## Objective
Turn every line of the listing below into a Markdown table with two columns, Row for the row number and Line for the line itself. Leave out blank lines.

......

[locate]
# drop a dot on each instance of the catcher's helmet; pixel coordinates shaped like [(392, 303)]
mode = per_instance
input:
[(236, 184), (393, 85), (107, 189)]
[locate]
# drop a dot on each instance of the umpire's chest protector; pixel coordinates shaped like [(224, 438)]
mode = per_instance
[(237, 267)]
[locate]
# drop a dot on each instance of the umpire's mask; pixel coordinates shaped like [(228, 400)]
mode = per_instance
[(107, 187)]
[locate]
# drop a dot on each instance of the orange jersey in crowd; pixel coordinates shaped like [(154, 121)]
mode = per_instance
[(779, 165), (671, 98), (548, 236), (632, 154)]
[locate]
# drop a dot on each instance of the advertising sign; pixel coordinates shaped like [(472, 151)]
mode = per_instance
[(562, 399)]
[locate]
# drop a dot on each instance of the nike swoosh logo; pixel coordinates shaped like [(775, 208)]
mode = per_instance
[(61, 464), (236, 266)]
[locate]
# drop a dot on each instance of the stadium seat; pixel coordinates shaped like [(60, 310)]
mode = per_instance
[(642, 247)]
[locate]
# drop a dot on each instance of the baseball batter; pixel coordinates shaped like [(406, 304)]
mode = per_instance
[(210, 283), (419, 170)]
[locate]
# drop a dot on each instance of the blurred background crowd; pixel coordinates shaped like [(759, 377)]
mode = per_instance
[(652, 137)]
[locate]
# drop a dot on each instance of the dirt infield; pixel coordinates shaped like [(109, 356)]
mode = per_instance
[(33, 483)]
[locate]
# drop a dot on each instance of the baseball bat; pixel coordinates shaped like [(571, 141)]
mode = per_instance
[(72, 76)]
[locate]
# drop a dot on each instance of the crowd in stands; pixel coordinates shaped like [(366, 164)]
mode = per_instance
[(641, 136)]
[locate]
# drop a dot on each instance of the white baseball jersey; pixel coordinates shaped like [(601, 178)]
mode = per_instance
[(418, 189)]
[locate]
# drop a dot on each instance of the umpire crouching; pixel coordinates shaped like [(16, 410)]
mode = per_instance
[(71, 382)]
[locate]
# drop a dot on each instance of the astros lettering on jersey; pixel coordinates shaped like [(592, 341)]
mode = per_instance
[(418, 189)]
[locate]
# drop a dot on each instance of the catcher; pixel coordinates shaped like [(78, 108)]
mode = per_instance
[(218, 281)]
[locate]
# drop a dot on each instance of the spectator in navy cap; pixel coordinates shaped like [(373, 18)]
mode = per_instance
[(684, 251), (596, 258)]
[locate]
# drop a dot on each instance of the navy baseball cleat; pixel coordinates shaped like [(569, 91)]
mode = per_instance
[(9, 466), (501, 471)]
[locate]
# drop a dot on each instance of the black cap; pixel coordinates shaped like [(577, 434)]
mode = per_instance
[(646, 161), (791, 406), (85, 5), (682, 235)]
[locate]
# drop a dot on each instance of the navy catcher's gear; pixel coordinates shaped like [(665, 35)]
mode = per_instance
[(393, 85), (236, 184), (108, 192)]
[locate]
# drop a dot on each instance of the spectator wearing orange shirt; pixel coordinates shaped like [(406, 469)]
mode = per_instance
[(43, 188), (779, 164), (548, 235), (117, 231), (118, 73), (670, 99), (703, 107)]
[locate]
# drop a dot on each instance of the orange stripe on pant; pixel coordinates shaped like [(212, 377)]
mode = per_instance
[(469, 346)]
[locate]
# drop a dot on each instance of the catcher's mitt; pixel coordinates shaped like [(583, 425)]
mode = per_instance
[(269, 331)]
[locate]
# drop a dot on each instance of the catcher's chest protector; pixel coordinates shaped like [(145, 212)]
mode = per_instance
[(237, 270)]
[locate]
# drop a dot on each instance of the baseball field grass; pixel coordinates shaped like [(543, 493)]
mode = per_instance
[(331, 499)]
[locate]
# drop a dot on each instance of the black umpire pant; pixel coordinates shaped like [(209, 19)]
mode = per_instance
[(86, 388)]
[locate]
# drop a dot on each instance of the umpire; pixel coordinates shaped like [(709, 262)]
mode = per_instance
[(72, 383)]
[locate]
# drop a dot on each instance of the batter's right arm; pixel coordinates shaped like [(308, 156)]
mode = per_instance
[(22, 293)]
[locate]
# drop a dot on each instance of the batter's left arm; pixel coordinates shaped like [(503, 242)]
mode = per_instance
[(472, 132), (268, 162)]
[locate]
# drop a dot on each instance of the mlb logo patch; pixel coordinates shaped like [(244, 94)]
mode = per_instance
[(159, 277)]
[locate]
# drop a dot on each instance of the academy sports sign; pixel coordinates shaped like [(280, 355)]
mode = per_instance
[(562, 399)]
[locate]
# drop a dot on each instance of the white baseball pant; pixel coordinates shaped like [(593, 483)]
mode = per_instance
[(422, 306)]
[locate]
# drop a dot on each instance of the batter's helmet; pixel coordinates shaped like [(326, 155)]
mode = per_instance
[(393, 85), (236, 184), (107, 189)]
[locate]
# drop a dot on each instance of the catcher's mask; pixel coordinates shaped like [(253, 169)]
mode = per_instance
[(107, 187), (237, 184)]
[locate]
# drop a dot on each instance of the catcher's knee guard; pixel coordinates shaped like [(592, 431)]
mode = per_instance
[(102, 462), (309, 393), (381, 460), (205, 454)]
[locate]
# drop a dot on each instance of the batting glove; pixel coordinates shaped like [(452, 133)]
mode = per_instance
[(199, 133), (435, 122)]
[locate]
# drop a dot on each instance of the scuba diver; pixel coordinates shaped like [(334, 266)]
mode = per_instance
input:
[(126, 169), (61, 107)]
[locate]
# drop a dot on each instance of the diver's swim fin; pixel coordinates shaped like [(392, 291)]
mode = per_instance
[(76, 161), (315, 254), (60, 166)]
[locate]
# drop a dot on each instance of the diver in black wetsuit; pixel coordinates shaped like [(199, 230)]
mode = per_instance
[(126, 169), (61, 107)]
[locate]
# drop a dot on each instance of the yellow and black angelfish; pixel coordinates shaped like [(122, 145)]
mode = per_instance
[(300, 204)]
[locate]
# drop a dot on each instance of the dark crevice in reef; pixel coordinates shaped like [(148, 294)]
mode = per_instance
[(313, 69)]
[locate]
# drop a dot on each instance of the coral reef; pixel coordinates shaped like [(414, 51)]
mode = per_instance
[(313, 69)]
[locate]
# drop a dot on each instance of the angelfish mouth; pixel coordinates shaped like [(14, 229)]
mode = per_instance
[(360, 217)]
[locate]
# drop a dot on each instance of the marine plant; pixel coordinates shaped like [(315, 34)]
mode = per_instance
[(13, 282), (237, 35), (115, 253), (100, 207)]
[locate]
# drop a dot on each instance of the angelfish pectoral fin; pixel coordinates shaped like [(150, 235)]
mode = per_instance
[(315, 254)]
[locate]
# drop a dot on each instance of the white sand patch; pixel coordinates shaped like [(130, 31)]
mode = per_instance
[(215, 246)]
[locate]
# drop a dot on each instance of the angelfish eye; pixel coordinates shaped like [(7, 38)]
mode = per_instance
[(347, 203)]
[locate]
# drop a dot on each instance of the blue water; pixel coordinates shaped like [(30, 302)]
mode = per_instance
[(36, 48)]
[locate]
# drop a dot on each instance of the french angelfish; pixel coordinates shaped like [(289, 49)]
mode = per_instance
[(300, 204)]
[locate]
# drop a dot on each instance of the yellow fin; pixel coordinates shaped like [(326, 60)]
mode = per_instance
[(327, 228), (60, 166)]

......

## Correct result
| Row | Line |
|---|---|
| 1 | [locate] |
| 2 | # drop a dot on each instance of the catcher's helmet; pixel coordinates shaped like [(392, 303)] |
| 3 | mode = per_instance |
| 4 | input: |
| 5 | [(236, 184), (393, 85), (107, 189)] |
| 6 | [locate] |
| 7 | # drop a dot on each instance of the umpire's chest protector; pixel coordinates shaped like [(224, 438)] |
| 8 | mode = per_instance |
| 9 | [(237, 267)] |
| 10 | [locate] |
| 11 | # drop a dot on each instance of the umpire's mask; pixel coordinates shaped like [(228, 400)] |
| 12 | mode = per_instance |
| 13 | [(107, 187)] |
| 14 | [locate] |
| 15 | # drop a dot on each instance of the orange jersey in crowd; pixel coordinates shaped like [(154, 121)] |
| 16 | mode = per_instance |
| 17 | [(779, 165), (671, 98), (548, 236), (632, 154)] |
| 18 | [locate] |
| 19 | # drop a dot on each instance of the advertising sign; pixel coordinates shaped like [(472, 151)] |
| 20 | mode = per_instance |
| 21 | [(562, 399)] |
| 22 | [locate] |
| 23 | # drop a dot on each instance of the nike swoosh logo; pixel coordinates shaped like [(775, 208)] |
| 24 | mode = per_instance |
| 25 | [(61, 464), (236, 266)] |
| 26 | [locate] |
| 27 | # drop a dot on each instance of the stadium seat; pixel coordinates shaped like [(60, 310)] |
| 28 | mode = per_instance |
| 29 | [(642, 247)] |
| 30 | [locate] |
| 31 | # drop a dot on each instance of the baseball batter; pixel coordinates shaped like [(406, 304)] |
| 32 | mode = per_instance |
| 33 | [(210, 283), (419, 170)] |
| 34 | [locate] |
| 35 | # drop a dot on each instance of the blurred background crowd; pixel coordinates shaped like [(759, 377)] |
| 36 | mode = per_instance |
| 37 | [(652, 137)] |
| 38 | [locate] |
| 39 | # drop a dot on each instance of the dirt infield; pixel coordinates shaped like [(109, 356)] |
| 40 | mode = per_instance |
| 41 | [(33, 483)] |
| 42 | [locate] |
| 43 | # drop a dot on each instance of the baseball bat; pixel coordinates shaped like [(571, 141)] |
| 44 | mode = per_instance |
| 45 | [(72, 76)] |
| 46 | [locate] |
| 47 | # drop a dot on each instance of the crowd in stands; pixel coordinates shaped like [(366, 164)] |
| 48 | mode = per_instance |
| 49 | [(641, 136)] |
| 50 | [locate] |
| 51 | # drop a dot on each instance of the white baseball jersey; pixel coordinates shaped like [(601, 178)] |
| 52 | mode = per_instance |
| 53 | [(418, 189)] |
| 54 | [locate] |
| 55 | # drop a dot on each instance of the umpire crouching; pixel coordinates shaped like [(16, 410)] |
| 56 | mode = per_instance |
| 57 | [(71, 382)] |
| 58 | [locate] |
| 59 | # drop a dot on each instance of the astros lettering on jersey; pixel coordinates shaped like [(592, 341)] |
| 60 | mode = per_instance |
| 61 | [(418, 189)] |
| 62 | [locate] |
| 63 | # drop a dot on each instance of the catcher; pixel coordinates shaped like [(78, 108)] |
| 64 | mode = per_instance |
| 65 | [(218, 281)] |
| 66 | [locate] |
| 67 | # drop a dot on each instance of the spectator in navy cap; pixel coordinates shaped like [(373, 18)] |
| 68 | mode = per_instance |
| 69 | [(684, 251), (596, 258)] |
| 70 | [locate] |
| 71 | # drop a dot on each instance of the navy baseball cleat; pixel coordinates shaped like [(569, 91)] |
| 72 | mode = per_instance |
| 73 | [(9, 466), (501, 471)] |
| 74 | [locate] |
| 75 | # drop a dot on each instance of the black cap; pixel coordinates shaped like [(577, 434)] |
| 76 | mode = per_instance |
| 77 | [(646, 161), (791, 406), (85, 5), (682, 235)] |
| 78 | [locate] |
| 79 | # drop a dot on each instance of the navy catcher's gear; pixel coordinates shaped like [(665, 35)] |
| 80 | mode = per_instance |
| 81 | [(393, 85), (236, 184), (108, 192)] |
| 82 | [locate] |
| 83 | # drop a dot on each instance of the spectator wearing orange shirt; pixel coordinates shaped like [(406, 469)] |
| 84 | mode = per_instance |
| 85 | [(43, 188), (779, 164), (548, 235), (117, 231), (118, 73), (670, 99), (703, 107)] |
| 86 | [locate] |
| 87 | # drop a dot on each instance of the orange stripe on pant; pixel coordinates shaped like [(212, 377)] |
| 88 | mode = per_instance |
| 89 | [(469, 346)] |
| 90 | [locate] |
| 91 | # drop a dot on each instance of the catcher's mitt; pixel coordinates shaped like [(583, 425)] |
| 92 | mode = per_instance |
| 93 | [(269, 331)] |
| 94 | [locate] |
| 95 | # drop a dot on each instance of the catcher's chest protector; pixel coordinates shaped like [(145, 212)] |
| 96 | mode = per_instance |
| 97 | [(237, 270)] |
| 98 | [locate] |
| 99 | # drop a dot on each instance of the baseball field grass; pixel coordinates shaped like [(543, 493)] |
| 100 | mode = per_instance |
| 101 | [(331, 499)] |
| 102 | [locate] |
| 103 | # drop a dot on each instance of the black umpire pant; pixel coordinates shaped like [(209, 19)] |
| 104 | mode = per_instance |
| 105 | [(86, 388)] |
| 106 | [locate] |
| 107 | # drop a dot on each instance of the umpire; pixel coordinates shaped like [(709, 262)] |
| 108 | mode = per_instance |
| 109 | [(72, 383)] |
| 110 | [locate] |
| 111 | # drop a dot on each instance of the batter's right arm; pixel coordinates shaped like [(308, 156)] |
| 112 | mode = per_instance |
| 113 | [(22, 293)] |
| 114 | [locate] |
| 115 | # drop a dot on each instance of the batter's left arm; pixel coordinates shaped like [(503, 242)] |
| 116 | mode = per_instance |
| 117 | [(472, 132), (268, 162)] |
| 118 | [locate] |
| 119 | # drop a dot on each instance of the mlb logo patch; pixel coordinates shaped like [(244, 94)] |
| 120 | mode = per_instance |
| 121 | [(159, 277)] |
| 122 | [locate] |
| 123 | # drop a dot on each instance of the academy sports sign; pixel coordinates shaped like [(280, 355)] |
| 124 | mode = per_instance |
| 125 | [(562, 399)] |
| 126 | [locate] |
| 127 | # drop a dot on each instance of the white baseball pant; pixel coordinates shaped like [(593, 483)] |
| 128 | mode = per_instance |
| 129 | [(422, 306)] |
| 130 | [locate] |
| 131 | # drop a dot on each instance of the batter's helmet; pixel coordinates shaped like [(326, 155)] |
| 132 | mode = per_instance |
| 133 | [(393, 85), (236, 184), (107, 189)] |
| 134 | [locate] |
| 135 | # drop a dot on each instance of the catcher's mask; pixel coordinates shaped like [(253, 169)] |
| 136 | mode = per_instance |
| 137 | [(107, 187), (237, 184)] |
| 138 | [locate] |
| 139 | # drop a dot on each instance of the catcher's knee guard; pixel coordinates shaped like [(592, 431)] |
| 140 | mode = per_instance |
| 141 | [(102, 462), (309, 393), (381, 460), (205, 454)] |
| 142 | [locate] |
| 143 | # drop a dot on each instance of the batting glove; pixel coordinates shaped like [(452, 133)] |
| 144 | mode = per_instance |
| 145 | [(199, 133), (435, 122)] |
| 146 | [locate] |
| 147 | # drop a dot on each instance of the scuba diver; pixel coordinates shaped like [(334, 266)] |
| 148 | mode = per_instance |
| 149 | input: |
| 150 | [(126, 169), (61, 107)] |
| 151 | [locate] |
| 152 | # drop a dot on each instance of the diver's swim fin; pixel coordinates shaped like [(392, 291)] |
| 153 | mode = per_instance |
| 154 | [(76, 161), (315, 254), (60, 166)] |
| 155 | [locate] |
| 156 | # drop a dot on each instance of the diver in black wetsuit; pixel coordinates shaped like [(199, 230)] |
| 157 | mode = per_instance |
| 158 | [(126, 169), (61, 107)] |
| 159 | [locate] |
| 160 | # drop a dot on each instance of the yellow and black angelfish; pixel coordinates shaped like [(122, 145)] |
| 161 | mode = per_instance |
| 162 | [(300, 204)] |
| 163 | [locate] |
| 164 | # drop a dot on each instance of the dark crevice in reef; pixel coordinates shaped like [(148, 294)] |
| 165 | mode = per_instance |
| 166 | [(313, 69)] |
| 167 | [locate] |
| 168 | # drop a dot on each instance of the coral reef; pixel coordinates shaped like [(414, 51)] |
| 169 | mode = per_instance |
| 170 | [(313, 69)] |
| 171 | [locate] |
| 172 | # drop a dot on each instance of the angelfish mouth; pixel coordinates shaped like [(14, 229)] |
| 173 | mode = per_instance |
| 174 | [(360, 217)] |
| 175 | [locate] |
| 176 | # drop a dot on each instance of the marine plant; pixel coordinates shaped like [(315, 34)] |
| 177 | mode = per_instance |
| 178 | [(13, 282), (237, 35), (115, 253), (100, 207)] |
| 179 | [locate] |
| 180 | # drop a dot on each instance of the angelfish pectoral fin; pixel coordinates shaped like [(150, 235)] |
| 181 | mode = per_instance |
| 182 | [(315, 254)] |
| 183 | [locate] |
| 184 | # drop a dot on each instance of the white sand patch; pixel coordinates shaped like [(130, 31)] |
| 185 | mode = per_instance |
| 186 | [(215, 246)] |
| 187 | [locate] |
| 188 | # drop a dot on each instance of the angelfish eye; pixel coordinates shaped like [(7, 38)] |
| 189 | mode = per_instance |
| 190 | [(347, 203)] |
| 191 | [locate] |
| 192 | # drop a dot on each instance of the blue water; pixel coordinates shaped like [(30, 302)] |
| 193 | mode = per_instance |
| 194 | [(36, 48)] |
| 195 | [locate] |
| 196 | # drop a dot on each instance of the french angelfish; pixel coordinates shaped like [(289, 49)] |
| 197 | mode = per_instance |
| 198 | [(300, 204)] |
| 199 | [locate] |
| 200 | # drop a dot on each instance of the yellow fin; pixel coordinates shaped like [(326, 60)] |
| 201 | mode = per_instance |
| 202 | [(327, 228), (60, 166)] |